* _Selected passage_
■ ■ ■
Skin cancer epidemic
By REN LANZONnewsroom@gladstoneobserver.com.au
WITH summer in full swing, Gladstone doctor Stephen Rigby believes skin cancer rates have reached "epidemic proportions''.
Dr Rigby, who has been in general practice in Gladstone since he arrived in 1977 and a GP for nearly 30 years, now devotes two days each week to cancer treatment.
"The demand for treatment is unbelievable ? I've been reluctant to advertise the surgery because of the volume of work I've had,'' he said.
Dr Rigby said he was shocked by the number and the severity of the cancers in the Gladstone area.
He said his own experience led him to believe that skin cancer was more common in Central Queensland than further south due to the intense ultra-violet radiation.
The most up-to-date Queensland Cancer Fund statistics reveal that 21 people in Central Queensland died from melanoma of the skin in 2001.
■ ■ ■
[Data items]

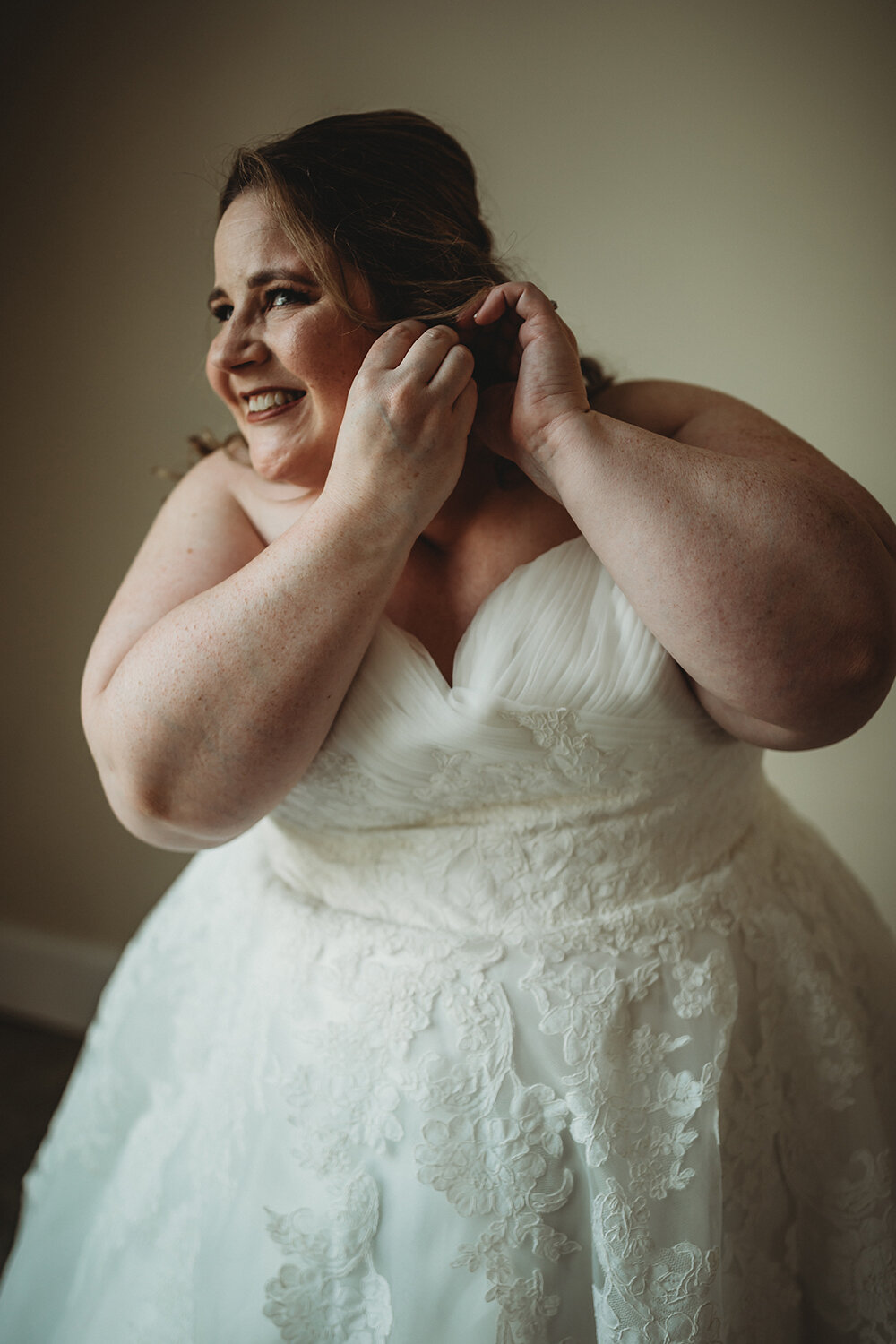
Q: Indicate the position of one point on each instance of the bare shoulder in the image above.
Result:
(667, 408)
(199, 538)
(720, 424)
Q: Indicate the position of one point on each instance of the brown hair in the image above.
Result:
(395, 198)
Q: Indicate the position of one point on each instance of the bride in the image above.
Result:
(506, 1000)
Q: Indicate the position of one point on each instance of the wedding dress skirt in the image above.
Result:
(530, 1015)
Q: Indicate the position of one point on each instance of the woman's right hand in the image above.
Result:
(403, 437)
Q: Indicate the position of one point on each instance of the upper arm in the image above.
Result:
(199, 538)
(847, 518)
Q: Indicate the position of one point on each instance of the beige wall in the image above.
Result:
(705, 188)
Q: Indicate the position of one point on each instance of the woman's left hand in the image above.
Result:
(538, 389)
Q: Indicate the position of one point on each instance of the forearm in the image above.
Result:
(772, 593)
(218, 709)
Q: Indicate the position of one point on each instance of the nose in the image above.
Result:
(236, 344)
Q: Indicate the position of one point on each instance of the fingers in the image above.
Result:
(519, 297)
(392, 346)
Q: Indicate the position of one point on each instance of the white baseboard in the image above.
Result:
(51, 980)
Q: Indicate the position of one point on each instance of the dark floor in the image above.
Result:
(35, 1064)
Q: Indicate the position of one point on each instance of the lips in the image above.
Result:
(269, 401)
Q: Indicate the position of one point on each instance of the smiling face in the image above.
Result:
(285, 355)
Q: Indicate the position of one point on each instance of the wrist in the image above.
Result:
(568, 440)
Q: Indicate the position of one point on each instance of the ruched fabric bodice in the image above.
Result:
(532, 1015)
(565, 771)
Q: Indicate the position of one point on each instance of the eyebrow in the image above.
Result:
(263, 277)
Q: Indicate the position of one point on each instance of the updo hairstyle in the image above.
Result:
(392, 195)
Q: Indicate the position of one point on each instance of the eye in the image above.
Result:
(285, 297)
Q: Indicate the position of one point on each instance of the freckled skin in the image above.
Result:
(304, 343)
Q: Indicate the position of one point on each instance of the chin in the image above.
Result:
(288, 465)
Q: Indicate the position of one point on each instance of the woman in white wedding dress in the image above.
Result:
(505, 1002)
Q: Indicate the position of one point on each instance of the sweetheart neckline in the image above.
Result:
(417, 644)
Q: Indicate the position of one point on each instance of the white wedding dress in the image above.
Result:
(530, 1015)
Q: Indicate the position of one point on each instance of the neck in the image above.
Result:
(484, 480)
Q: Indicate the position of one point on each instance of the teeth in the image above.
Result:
(263, 401)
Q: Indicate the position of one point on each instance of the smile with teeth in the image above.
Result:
(265, 401)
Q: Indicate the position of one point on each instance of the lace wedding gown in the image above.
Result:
(530, 1015)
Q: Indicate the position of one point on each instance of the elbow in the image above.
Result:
(153, 817)
(841, 691)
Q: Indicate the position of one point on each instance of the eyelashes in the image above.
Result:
(281, 296)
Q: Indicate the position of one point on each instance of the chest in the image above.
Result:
(444, 585)
(471, 546)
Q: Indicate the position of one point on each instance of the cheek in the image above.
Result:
(212, 373)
■ ■ ■
* _Work request A_
Answer these questions from the skin cancer article:
(i) In what year did Dr Rigby arrive in Gladstone?
(ii) How many days each week does he now give to cancer treatment?
(iii) According to the Queensland Cancer Fund statistics, how many people in Central Queensland died from melanoma of the skin in 2001?
* _Work request B_
Write a few more sentences of the news article on skin cancer in Gladstone, going on from its final sentence.

* _Written answer A_
(i) 1977
(ii) Two days
(iii) 21 people

* _Written answer B_
Kay Niven was lucky to avoid such a fate.
Mrs Niven said she had ignored what had seemed like a scaly rash on her nose even though she had previously had two other melanoma removed from her neck and and forehead.
"I feel lucky that Dr Rigby found it before it spread further,'' she said.
There remains little trace of the surgery although she had seven stitches on the nose after the cancer was cut out. Dr Rigby said some cancer malignancies could gnaw through bone and cartilage, destroying enough tissue to become lifethreatening.